Source information

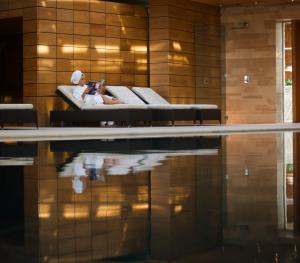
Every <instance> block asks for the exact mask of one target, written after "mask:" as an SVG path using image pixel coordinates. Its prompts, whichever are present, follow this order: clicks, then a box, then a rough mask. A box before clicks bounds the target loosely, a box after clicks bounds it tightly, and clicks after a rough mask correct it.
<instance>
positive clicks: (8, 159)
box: [0, 141, 37, 166]
mask: <svg viewBox="0 0 300 263" xmlns="http://www.w3.org/2000/svg"><path fill="white" fill-rule="evenodd" d="M36 155H37V144H36V143H33V142H13V141H10V142H0V166H25V165H33V162H34V157H35V156H36Z"/></svg>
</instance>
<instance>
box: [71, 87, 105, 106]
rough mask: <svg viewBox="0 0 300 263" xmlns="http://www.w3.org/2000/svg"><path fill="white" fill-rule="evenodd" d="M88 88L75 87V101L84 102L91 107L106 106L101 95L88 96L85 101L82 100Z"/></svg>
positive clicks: (84, 98)
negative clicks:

Task description
Set down all of the entries exactly. Leave the pictures out.

Exercise solution
Every <instance> block asks for the exact mask of one target, written after "mask:" as an SVG path using image pixel coordinates. Its prompts, whichever are present, follow this order: clicks, then a box, then a rough mask. A box before clicks bounds the target loosely, a box after clicks bounds it tightly, and clicks after a rough mask correct it.
<instance>
positive clicks: (8, 159)
box: [0, 141, 37, 166]
mask: <svg viewBox="0 0 300 263" xmlns="http://www.w3.org/2000/svg"><path fill="white" fill-rule="evenodd" d="M36 155H37V144H36V143H33V142H13V141H10V142H0V166H25V165H33V162H34V157H35V156H36Z"/></svg>
</instance>
<instance>
box: [71, 87, 105, 106]
rough mask: <svg viewBox="0 0 300 263" xmlns="http://www.w3.org/2000/svg"><path fill="white" fill-rule="evenodd" d="M88 88L75 87V101L84 102L91 107L106 106L101 95L88 96L85 101L82 100Z"/></svg>
positive clicks: (84, 98)
negative clicks:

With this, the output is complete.